Natural-language object grounding data
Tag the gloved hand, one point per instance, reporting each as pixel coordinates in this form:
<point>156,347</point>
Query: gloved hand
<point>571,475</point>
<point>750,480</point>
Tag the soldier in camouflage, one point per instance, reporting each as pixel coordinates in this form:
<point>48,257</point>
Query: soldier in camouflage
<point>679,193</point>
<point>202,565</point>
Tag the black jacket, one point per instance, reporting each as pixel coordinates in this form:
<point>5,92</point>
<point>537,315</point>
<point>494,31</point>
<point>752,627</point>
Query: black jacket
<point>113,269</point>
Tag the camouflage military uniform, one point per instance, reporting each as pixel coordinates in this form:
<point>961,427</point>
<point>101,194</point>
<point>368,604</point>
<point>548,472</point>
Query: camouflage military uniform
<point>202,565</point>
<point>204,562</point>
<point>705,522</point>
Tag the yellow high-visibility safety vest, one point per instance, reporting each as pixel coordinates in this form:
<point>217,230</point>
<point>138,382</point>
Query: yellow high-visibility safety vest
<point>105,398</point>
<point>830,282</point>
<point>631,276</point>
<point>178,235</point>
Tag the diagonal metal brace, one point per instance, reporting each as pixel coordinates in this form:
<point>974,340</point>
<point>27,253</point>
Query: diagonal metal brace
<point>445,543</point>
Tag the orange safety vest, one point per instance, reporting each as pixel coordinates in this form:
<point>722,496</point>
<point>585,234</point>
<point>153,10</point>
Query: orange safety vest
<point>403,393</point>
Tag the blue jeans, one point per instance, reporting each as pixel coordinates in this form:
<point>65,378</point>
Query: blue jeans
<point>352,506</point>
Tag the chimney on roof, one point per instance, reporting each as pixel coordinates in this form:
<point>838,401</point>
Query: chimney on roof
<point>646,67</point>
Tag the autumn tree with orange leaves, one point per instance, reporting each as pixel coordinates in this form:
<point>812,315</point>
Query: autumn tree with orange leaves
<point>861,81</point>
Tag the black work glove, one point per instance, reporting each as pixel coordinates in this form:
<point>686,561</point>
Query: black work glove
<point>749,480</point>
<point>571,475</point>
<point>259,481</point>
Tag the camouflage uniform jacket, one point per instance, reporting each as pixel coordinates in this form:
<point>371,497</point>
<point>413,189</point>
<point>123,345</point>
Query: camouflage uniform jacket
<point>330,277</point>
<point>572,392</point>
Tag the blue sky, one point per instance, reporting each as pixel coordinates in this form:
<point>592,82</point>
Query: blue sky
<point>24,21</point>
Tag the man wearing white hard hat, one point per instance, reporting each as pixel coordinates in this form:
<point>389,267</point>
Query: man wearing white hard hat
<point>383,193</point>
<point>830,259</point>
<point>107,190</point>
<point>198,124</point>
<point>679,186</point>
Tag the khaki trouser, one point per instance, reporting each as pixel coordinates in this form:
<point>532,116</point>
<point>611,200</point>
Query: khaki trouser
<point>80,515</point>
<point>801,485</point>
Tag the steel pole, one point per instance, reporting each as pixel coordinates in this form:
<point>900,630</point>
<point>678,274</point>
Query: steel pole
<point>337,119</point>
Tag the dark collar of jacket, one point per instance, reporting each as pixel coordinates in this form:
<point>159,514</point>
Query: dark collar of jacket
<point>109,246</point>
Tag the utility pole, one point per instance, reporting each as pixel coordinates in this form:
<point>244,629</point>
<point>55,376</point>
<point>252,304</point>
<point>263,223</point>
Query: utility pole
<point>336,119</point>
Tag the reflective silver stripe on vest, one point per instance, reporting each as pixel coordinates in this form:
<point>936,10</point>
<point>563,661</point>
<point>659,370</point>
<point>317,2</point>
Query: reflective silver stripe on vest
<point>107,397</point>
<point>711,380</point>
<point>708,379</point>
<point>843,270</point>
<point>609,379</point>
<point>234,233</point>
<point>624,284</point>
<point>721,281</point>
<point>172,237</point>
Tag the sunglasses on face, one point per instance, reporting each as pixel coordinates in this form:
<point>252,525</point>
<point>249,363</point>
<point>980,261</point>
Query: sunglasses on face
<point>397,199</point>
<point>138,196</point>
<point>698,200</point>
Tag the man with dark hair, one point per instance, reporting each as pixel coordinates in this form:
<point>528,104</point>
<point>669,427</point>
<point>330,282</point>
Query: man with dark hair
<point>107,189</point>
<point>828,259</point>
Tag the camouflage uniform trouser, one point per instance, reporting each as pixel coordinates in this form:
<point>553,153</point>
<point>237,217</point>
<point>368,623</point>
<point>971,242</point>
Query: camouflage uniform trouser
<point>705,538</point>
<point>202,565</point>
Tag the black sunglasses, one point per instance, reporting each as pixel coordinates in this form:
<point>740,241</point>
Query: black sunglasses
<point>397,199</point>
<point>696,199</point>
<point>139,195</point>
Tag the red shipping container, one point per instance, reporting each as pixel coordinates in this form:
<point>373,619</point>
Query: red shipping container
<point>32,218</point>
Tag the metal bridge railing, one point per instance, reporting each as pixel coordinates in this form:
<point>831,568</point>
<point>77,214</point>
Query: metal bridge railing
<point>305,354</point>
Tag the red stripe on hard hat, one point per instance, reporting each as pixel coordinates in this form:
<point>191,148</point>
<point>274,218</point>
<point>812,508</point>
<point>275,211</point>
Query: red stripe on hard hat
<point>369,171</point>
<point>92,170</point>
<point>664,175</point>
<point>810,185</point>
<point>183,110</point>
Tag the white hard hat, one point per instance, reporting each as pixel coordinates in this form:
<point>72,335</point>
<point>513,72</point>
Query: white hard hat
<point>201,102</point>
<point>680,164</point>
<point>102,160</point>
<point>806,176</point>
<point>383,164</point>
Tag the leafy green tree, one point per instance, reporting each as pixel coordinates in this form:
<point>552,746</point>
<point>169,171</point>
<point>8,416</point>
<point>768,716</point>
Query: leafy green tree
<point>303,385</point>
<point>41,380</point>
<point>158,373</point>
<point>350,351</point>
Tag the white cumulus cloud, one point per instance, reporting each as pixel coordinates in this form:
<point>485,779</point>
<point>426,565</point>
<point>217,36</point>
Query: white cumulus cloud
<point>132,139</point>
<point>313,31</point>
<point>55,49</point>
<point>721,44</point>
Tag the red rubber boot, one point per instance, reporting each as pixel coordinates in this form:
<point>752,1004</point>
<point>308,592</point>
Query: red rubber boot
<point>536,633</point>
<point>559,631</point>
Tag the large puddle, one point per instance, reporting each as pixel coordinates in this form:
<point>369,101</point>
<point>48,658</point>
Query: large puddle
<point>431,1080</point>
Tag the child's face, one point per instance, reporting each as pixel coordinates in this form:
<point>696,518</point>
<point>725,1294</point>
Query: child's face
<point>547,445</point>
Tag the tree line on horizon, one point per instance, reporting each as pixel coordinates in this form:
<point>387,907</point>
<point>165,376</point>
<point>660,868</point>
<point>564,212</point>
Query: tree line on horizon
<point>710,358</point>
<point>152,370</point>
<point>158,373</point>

# Work item:
All of the lines above need to be given again exactly.

# Response to this exercise:
Tag the gloved hand, one point per instance, reporting each as pixel coordinates in this form:
<point>156,347</point>
Query: gloved hand
<point>571,475</point>
<point>750,480</point>
Tag the soldier in camouflage, one point per instance, reporting each as pixel coordinates in this form:
<point>48,257</point>
Query: soldier in camouflage
<point>679,193</point>
<point>202,565</point>
Tag the black jacket, one point per instance, reporting each as pixel coordinates in this form:
<point>5,92</point>
<point>537,315</point>
<point>494,31</point>
<point>752,627</point>
Query: black jacket
<point>113,269</point>
Tag the camouflage military uniform, one point per instance, reporting each as pixel coordinates in this form:
<point>961,427</point>
<point>101,194</point>
<point>368,604</point>
<point>548,472</point>
Query: camouflage military uniform
<point>202,565</point>
<point>204,562</point>
<point>705,522</point>
Tag the yellow high-visibility safety vest, one point per instance, reporting each as pixel coordinates in this form:
<point>217,230</point>
<point>138,382</point>
Query: yellow high-visibility safety vest
<point>105,398</point>
<point>830,282</point>
<point>631,276</point>
<point>178,235</point>
Tag the diagonal metal brace, one point per instance, reporting each as pixel coordinates in this form:
<point>974,340</point>
<point>27,253</point>
Query: diagonal metal brace
<point>445,543</point>
Tag the orange safety vest, one point per instance, reporting each as pixel coordinates in this form:
<point>722,496</point>
<point>585,234</point>
<point>153,10</point>
Query: orange safety vest
<point>403,393</point>
Tag the blue jeans, one point per instance, reporting each as pixel coordinates in this form:
<point>65,378</point>
Query: blue jeans
<point>352,506</point>
Tag the chimney on roof, one point per instance, reporting each as pixel coordinates in this form:
<point>838,401</point>
Query: chimney on roof
<point>646,67</point>
Tag the autumn tree with orange leaves, one point per instance, reporting each as pixel coordinates in this form:
<point>812,315</point>
Query: autumn tree with orange leaves
<point>861,81</point>
Tag the black work glove, one point per instance, reporting each as pixel coordinates in this form:
<point>686,561</point>
Query: black work glove
<point>749,480</point>
<point>571,475</point>
<point>259,481</point>
Tag the camouflage uniform jacket, one point per instance, reporting each as pixel coordinates in this form:
<point>371,497</point>
<point>413,189</point>
<point>123,345</point>
Query: camouflage uniform jacket
<point>330,277</point>
<point>572,392</point>
Tag the blue sky, one point per instance, reporting each as pixel coordinates in this form:
<point>592,82</point>
Query: blue sky
<point>24,21</point>
Tag the man wearing white hard hat, one point per instance, reporting each as pixel coordinates in this form:
<point>389,267</point>
Query: man wearing white hard hat
<point>383,193</point>
<point>830,259</point>
<point>107,190</point>
<point>198,124</point>
<point>679,186</point>
Tag the khaki trouser, one point per instance, reporting each as pixel coordinates in this form:
<point>532,116</point>
<point>611,200</point>
Query: khaki trouser
<point>80,515</point>
<point>801,485</point>
Tag the steel pole, one point per instance, reporting each as pixel coordinates in this form:
<point>900,630</point>
<point>678,274</point>
Query: steel pole
<point>337,119</point>
Tag the dark collar of jacket, one point per instance, reporting each as pixel coordinates in this form:
<point>159,514</point>
Query: dark collar of jacket
<point>109,246</point>
Tag the utility pole, one point per instance, reporting each as pixel coordinates in this form:
<point>244,629</point>
<point>55,376</point>
<point>252,304</point>
<point>263,223</point>
Query: utility pole
<point>336,119</point>
Tag the reflective silver stripe on vest, one point per instance, reporting each as pixel coordinates in this form:
<point>936,10</point>
<point>563,661</point>
<point>659,370</point>
<point>317,2</point>
Query: reflective silver stripe on vest
<point>107,397</point>
<point>711,380</point>
<point>708,379</point>
<point>843,270</point>
<point>609,379</point>
<point>234,233</point>
<point>624,284</point>
<point>721,281</point>
<point>172,237</point>
Tag the sunglasses on face, one point per instance, reporting each as pixel coordinates in this form:
<point>252,525</point>
<point>249,363</point>
<point>980,261</point>
Query: sunglasses on face
<point>397,199</point>
<point>138,196</point>
<point>698,200</point>
Tag the man with dark hair, one point per instance, reporting each as pixel coordinates in this form:
<point>528,104</point>
<point>669,427</point>
<point>330,282</point>
Query: man with dark hair
<point>107,189</point>
<point>828,259</point>
Tag the camouflage uniform trouser, one point per instance, reporting each as pixel coordinates in this form:
<point>553,153</point>
<point>237,217</point>
<point>368,623</point>
<point>971,242</point>
Query: camouflage uniform trouser
<point>705,538</point>
<point>202,565</point>
Tag the black sunglasses, one point per instance, reporting each as pixel coordinates in this form:
<point>740,241</point>
Query: black sunglasses
<point>397,199</point>
<point>696,199</point>
<point>139,195</point>
Tag the red shipping container, one point per instance, reporting each as pixel coordinates in this form:
<point>373,619</point>
Query: red shipping container
<point>32,218</point>
Tag the metal bridge railing, one point per instance, reporting each as pixel coordinates in this form:
<point>831,568</point>
<point>77,214</point>
Query: metal bridge railing
<point>305,354</point>
Tag the red stripe on hard hat, one point per instance, reporting each as pixel coordinates in this form:
<point>191,148</point>
<point>274,218</point>
<point>812,508</point>
<point>275,211</point>
Query: red stripe on hard hat
<point>369,171</point>
<point>92,170</point>
<point>664,175</point>
<point>810,185</point>
<point>183,110</point>
Tag the white hard hat, one point per instance, reporting each as pixel coordinates in this form:
<point>72,335</point>
<point>513,72</point>
Query: white hard hat
<point>201,102</point>
<point>680,164</point>
<point>102,160</point>
<point>806,176</point>
<point>383,164</point>
Tag the leafy green tree, one point per instance, reporting each as pixel coordinates in this form:
<point>552,746</point>
<point>169,171</point>
<point>8,416</point>
<point>768,716</point>
Query: leafy green tree
<point>303,385</point>
<point>41,380</point>
<point>158,373</point>
<point>350,351</point>
Tag the white cumulus cloud, one point per instance, reporting each as pixel coordinates in this form:
<point>485,779</point>
<point>426,565</point>
<point>217,36</point>
Query: white cumulus cloud
<point>132,139</point>
<point>313,31</point>
<point>55,49</point>
<point>721,44</point>
Tag the red rubber boot, one point per instance, reporting each as pixel coordinates in this form:
<point>752,1004</point>
<point>308,592</point>
Query: red rubber boot
<point>536,633</point>
<point>559,631</point>
Tag the large puddle, one point per instance, reporting each as pixel coordinates in this form:
<point>369,101</point>
<point>48,658</point>
Query: large puddle
<point>431,1080</point>
Tag the child's face, one point per instance, reporting each as pixel coordinates in this form:
<point>696,518</point>
<point>725,1294</point>
Query: child's face
<point>547,445</point>
Tag the tree line on horizon, one point per instance, reporting each as pixel coordinates in this form:
<point>387,907</point>
<point>165,376</point>
<point>660,868</point>
<point>564,212</point>
Query: tree line on horizon
<point>710,358</point>
<point>152,370</point>
<point>158,373</point>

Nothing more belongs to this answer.